WORK INSTRUCTIONS: Give every one of the records below as a two-column CSV headed instruction,points, with one row per record: the request text under instruction and its answer under points. Put each field in double quotes and replace line breaks within a field with spaces.

— Start RECORD EXCERPTS —

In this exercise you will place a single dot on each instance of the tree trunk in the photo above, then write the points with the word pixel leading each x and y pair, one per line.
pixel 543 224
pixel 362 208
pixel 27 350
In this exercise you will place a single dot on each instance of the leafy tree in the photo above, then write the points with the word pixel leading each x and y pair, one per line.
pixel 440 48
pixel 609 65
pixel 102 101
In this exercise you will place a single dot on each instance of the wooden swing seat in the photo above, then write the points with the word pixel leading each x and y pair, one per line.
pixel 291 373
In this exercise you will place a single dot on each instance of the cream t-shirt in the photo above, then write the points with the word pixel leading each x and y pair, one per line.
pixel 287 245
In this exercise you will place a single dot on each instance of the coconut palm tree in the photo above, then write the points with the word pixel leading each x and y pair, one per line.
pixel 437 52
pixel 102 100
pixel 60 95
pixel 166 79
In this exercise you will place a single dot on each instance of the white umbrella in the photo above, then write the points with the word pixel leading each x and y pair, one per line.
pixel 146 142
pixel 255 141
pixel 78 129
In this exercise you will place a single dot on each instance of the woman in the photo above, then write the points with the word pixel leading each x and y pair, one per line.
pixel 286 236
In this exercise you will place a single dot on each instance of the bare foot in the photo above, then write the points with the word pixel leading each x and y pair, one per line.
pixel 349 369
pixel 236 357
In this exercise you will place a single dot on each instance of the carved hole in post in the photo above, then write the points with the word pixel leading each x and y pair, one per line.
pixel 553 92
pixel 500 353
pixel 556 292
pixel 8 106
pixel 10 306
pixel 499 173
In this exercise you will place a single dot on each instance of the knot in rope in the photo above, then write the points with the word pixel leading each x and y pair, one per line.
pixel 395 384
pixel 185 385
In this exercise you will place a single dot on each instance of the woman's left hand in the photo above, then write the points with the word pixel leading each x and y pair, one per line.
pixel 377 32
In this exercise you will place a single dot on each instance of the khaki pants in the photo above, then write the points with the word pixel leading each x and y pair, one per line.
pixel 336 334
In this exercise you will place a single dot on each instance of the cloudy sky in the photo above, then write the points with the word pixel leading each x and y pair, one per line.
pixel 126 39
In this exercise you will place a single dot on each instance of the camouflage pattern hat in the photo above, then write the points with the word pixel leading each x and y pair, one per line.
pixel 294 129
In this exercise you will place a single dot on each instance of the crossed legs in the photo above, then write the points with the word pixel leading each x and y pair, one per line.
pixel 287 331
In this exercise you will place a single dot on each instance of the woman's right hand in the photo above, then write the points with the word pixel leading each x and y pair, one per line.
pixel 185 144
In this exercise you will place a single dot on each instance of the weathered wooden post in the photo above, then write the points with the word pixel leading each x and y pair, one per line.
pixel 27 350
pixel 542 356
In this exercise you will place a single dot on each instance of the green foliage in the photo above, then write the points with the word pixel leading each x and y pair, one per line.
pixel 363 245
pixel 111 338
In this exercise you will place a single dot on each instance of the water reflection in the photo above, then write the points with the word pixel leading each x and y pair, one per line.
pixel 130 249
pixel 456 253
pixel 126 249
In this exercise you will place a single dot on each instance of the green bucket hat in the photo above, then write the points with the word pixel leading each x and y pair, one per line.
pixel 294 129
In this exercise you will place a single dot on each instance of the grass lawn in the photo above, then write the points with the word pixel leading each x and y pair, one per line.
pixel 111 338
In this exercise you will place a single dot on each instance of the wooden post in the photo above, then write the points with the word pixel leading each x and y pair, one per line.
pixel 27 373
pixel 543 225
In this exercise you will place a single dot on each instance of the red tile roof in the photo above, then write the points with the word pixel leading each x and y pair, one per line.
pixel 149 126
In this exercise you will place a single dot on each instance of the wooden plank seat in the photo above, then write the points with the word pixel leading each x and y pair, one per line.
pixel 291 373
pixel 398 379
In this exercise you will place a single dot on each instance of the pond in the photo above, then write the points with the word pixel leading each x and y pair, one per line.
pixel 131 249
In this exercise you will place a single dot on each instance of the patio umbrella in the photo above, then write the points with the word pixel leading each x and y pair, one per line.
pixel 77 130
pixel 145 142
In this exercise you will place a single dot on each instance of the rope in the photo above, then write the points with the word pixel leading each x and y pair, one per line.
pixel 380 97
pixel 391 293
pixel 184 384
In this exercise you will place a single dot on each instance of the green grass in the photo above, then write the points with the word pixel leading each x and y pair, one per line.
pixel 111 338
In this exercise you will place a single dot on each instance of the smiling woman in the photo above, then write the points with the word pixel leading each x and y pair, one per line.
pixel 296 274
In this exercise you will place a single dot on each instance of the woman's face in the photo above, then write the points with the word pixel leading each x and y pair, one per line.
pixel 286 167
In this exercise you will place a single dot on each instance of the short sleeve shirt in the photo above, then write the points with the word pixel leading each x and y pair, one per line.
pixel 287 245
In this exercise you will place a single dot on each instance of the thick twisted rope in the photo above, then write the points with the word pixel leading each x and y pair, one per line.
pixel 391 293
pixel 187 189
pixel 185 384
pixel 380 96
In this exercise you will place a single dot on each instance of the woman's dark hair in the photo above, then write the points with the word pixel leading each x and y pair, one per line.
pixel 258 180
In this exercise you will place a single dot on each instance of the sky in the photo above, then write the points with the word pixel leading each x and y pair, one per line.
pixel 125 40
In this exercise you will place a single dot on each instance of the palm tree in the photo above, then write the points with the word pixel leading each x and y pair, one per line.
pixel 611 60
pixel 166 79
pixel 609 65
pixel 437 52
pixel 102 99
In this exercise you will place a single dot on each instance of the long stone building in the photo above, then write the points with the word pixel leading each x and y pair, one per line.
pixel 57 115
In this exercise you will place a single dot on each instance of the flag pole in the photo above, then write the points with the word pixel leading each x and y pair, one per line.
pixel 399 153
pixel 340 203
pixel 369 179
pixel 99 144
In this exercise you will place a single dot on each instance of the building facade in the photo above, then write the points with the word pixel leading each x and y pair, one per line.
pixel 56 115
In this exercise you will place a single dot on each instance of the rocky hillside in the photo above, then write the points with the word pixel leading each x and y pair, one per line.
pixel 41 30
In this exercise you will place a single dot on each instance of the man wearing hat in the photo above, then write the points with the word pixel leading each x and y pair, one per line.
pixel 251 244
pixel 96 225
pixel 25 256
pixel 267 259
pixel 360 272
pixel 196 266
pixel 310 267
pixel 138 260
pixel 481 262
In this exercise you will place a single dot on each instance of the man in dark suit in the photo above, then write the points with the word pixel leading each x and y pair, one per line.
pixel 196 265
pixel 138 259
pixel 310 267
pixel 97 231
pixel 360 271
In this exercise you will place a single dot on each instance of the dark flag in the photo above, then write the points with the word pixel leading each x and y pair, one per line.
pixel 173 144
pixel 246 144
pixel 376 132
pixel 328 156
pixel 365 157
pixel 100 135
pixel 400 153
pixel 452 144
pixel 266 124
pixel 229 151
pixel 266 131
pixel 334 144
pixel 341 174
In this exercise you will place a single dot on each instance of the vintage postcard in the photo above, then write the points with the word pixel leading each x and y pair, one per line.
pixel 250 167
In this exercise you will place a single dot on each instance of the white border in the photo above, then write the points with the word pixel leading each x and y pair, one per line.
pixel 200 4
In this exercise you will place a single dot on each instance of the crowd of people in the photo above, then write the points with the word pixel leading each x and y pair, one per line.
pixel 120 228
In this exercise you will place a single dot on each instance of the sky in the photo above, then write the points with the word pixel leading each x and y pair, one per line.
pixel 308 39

— End RECORD EXCERPTS —

RESPONSE BELOW:
instruction,points
"In this exercise you will place a single dot on each instance of the tree trunk in the photo above, then write the points with the word pixel leading each x and y pair, one per line.","pixel 543 224 pixel 362 208 pixel 27 350"
"In this exercise you will place a single dot on each instance of the leafy tree in the photo above, then write the points with the word pixel leading each x and y pair, one per line.","pixel 440 48 pixel 609 65 pixel 102 101"
"In this exercise you will place a single dot on each instance of the wooden swing seat in the photo above, then write the points with the word pixel leading each x and y pair, one per line.","pixel 291 373"
"In this exercise you will place a single dot on each instance of the cream t-shirt in the photo above, then write the points with the word pixel leading each x and y pair, one per line.","pixel 287 245"
"In this exercise you will place a single dot on each instance of the coconut palm tree in the photo above, then write the points with the word pixel leading each x and y pair, one per line.","pixel 437 52 pixel 102 100 pixel 60 95 pixel 166 79"
"In this exercise you will place a single dot on each instance of the white umbrella in the photo above, then write the points with the word pixel leading each x and y pair, one per line.","pixel 146 142 pixel 255 141 pixel 78 129"
"In this exercise you will place a single dot on each instance of the woman in the photo above, then write the points with the word pixel leading each x and y pair, one per line.","pixel 286 236"
"In this exercise you will place a single dot on each instance of the bare foot in the photo above, then write the points with the word pixel leading each x and y pair, one per line.","pixel 349 369 pixel 236 357"
"In this exercise you will place a single dot on each instance of the carved hole in post in the photo above, then write the points with the word pixel leading each x and y pair, one per line.","pixel 553 92 pixel 500 353 pixel 556 292 pixel 8 106 pixel 10 306 pixel 499 173"
"In this exercise you will place a single dot on each instance of the knot in rope in the photo above, then write the points with the word pixel leading each x and y pair, one per line.","pixel 395 384 pixel 185 385"
"In this exercise you will place a single dot on each instance of the woman's left hand in the photo above, then write the points with the word pixel leading each x and y pair, one per line.","pixel 377 32"
"In this exercise you will place a single dot on each instance of the khaki pants in the photo above, then write the points with the word pixel leading each x and y pair, one per line.","pixel 336 334"
"In this exercise you will place a single dot on each instance of the cloudy sky in the photo above, then write the points with the word pixel leading each x and y pair, one per line.","pixel 126 39"
"In this exercise you will place a single dot on each instance of the camouflage pattern hat in the photo above, then write the points with the word pixel leading each x and y pair, one per line.","pixel 294 129"
"In this exercise you will place a single dot on each instance of the crossed legs in the photo above, then write the points with the word pixel leading each x and y pair, one per line.","pixel 287 331"
"In this exercise you will place a single dot on each instance of the woman's right hand in the photo above, then write the points with the word pixel leading each x and y pair, one per line.","pixel 185 144"
"In this exercise you will place a single dot on each instance of the weathered wooden post in the photo above, then write the points with the word pixel leading each x and y pair, one per line.","pixel 27 350 pixel 542 356"
"In this exercise you will place a single dot on each instance of the green foliage in the photo above, then write the points with the word pixel leading each x and y pair, one per line.","pixel 363 245 pixel 111 338"
"In this exercise you will place a single dot on each instance of the water reflection in the photo above, then write the points with the word pixel leading each x and y pair, one per line.","pixel 130 249 pixel 456 253 pixel 126 249"
"In this exercise you will place a single dot on each instance of the green bucket hat in the photo above, then write the points with the word pixel leading each x and y pair, one per line.","pixel 294 129"
"In this exercise you will place a single dot on each instance of the grass lawn in the photo above, then write the points with the word pixel leading each x and y pair, one per line.","pixel 111 338"
"In this exercise you will place a single dot on each instance of the wooden post in the photo above, then write the points with the word pixel leading each x and y pair, one per line.","pixel 27 373 pixel 543 225"
"In this exercise you will place a single dot on each instance of the red tile roof in the photo above, then write the points with the word pixel leading each x and y pair, one per line.","pixel 149 126"
"In this exercise you will place a single dot on each instance of the wooden plank seat in the photo above, then write the points with the word pixel leading each x and y pair, one per line.","pixel 291 373 pixel 398 379"
"In this exercise you will place a single dot on each instance of the pond in the photo above, then write the points with the word pixel leading each x and y pair, one per line.","pixel 131 249"
"In this exercise you will place a single dot on each instance of the patio umbrella in the photo above, then write the points with the word pixel leading each x and y pair, one per line.","pixel 77 130 pixel 145 142"
"In this exercise you will place a single dot on each instance of the rope in the photo above, then write the points with the word pixel leading each x and y pair, one per line.","pixel 380 97 pixel 391 293 pixel 184 384"
"In this exercise you will place a single dot on each instance of the green grass in the photo above, then write the points with the word pixel leading each x and y pair, one per line.","pixel 111 338"
"In this exercise you will place a single dot on each instance of the smiling woman in the photo above, then write the points with the word pixel leading each x and y pair, one per line.","pixel 296 274"
"In this exercise you will place a single dot on each instance of the woman's face in the photo above, then write the points with the word pixel leading each x and y pair, one per line.","pixel 286 167"
"In this exercise you will place a single dot on each instance of the short sleeve shirt in the photo above, then write the points with the word pixel leading each x and y pair, one per line.","pixel 287 245"
"In this exercise you will place a single dot on each instance of the thick twisted rope in the photo above, then write the points with the word pixel leading each x and y pair, one per line.","pixel 391 293 pixel 187 189 pixel 185 384 pixel 380 96"
"In this exercise you will place a single dot on each instance of the woman's dark hair in the photo above, then write the points with the word pixel leading each x and y pair, one per line.","pixel 258 180"
"In this exercise you will place a single dot on each instance of the sky in the photo above, then write the points with the word pixel leading each x and y pair, one per line.","pixel 125 40"
"In this exercise you will place a single dot on each instance of the palm tree in the photo above, then write the points with the word pixel leading each x and y pair, one per line.","pixel 611 60 pixel 166 79 pixel 609 65 pixel 437 52 pixel 102 99"
"In this exercise you will place a single dot on each instance of the long stone building in the photo above, then write the points with the word pixel leading each x and y pair, one per line.","pixel 57 115"
"In this exercise you will place a single dot on each instance of the flag pole in the photo above, then write the points with the word pixel leading each x and y pair, one per line.","pixel 399 153 pixel 340 203 pixel 369 179 pixel 99 144"
"In this exercise you will place a single dot on each instance of the building facade in the photo above, then write the points with the word pixel leading each x and y pair, one per line.","pixel 56 115"
"In this exercise you will place a single dot on each instance of the rocky hillside in the photo above, then write the points with the word pixel leading each x and y pair, one per line.","pixel 41 30"
"In this exercise you will place a single dot on each instance of the man wearing hat in the photo above, then write the points with the word pixel leading each x and y pair, one per line.","pixel 251 244 pixel 96 225 pixel 25 256 pixel 267 259 pixel 360 272 pixel 196 266 pixel 310 267 pixel 138 260 pixel 481 262"
"In this exercise you will place a single dot on each instance of the man in dark suit in the photo above, then write the points with the word pixel leading each x and y pair, one per line.","pixel 196 265 pixel 138 259 pixel 310 267 pixel 97 231 pixel 360 271"
"In this exercise you will place a single dot on each instance of the dark flag in the photo above, then write the points with the word pixel leading each x and y pair, one per line.","pixel 173 144 pixel 246 144 pixel 376 132 pixel 328 156 pixel 365 157 pixel 100 135 pixel 400 153 pixel 452 144 pixel 266 124 pixel 229 151 pixel 266 131 pixel 334 144 pixel 341 174"
"In this exercise you will place a single dot on each instance of the vintage postcard in the photo above, then write the points with the word pixel leading each x and y pair, one per line.","pixel 250 167"
"In this exercise you will place a single dot on each instance of the white border in the photo above, then write the points with the word pixel leading each x and y pair, one per line.","pixel 200 4"
"In this exercise you will place a single dot on each instance of the crowd of people in the photo above, then write the points with the word pixel leading each x and y pair, one per line.","pixel 120 228"
"In this exercise you will place a single dot on each instance of the sky in the photo above, then write the points with the word pixel leading each x and y pair, one per line.","pixel 308 39"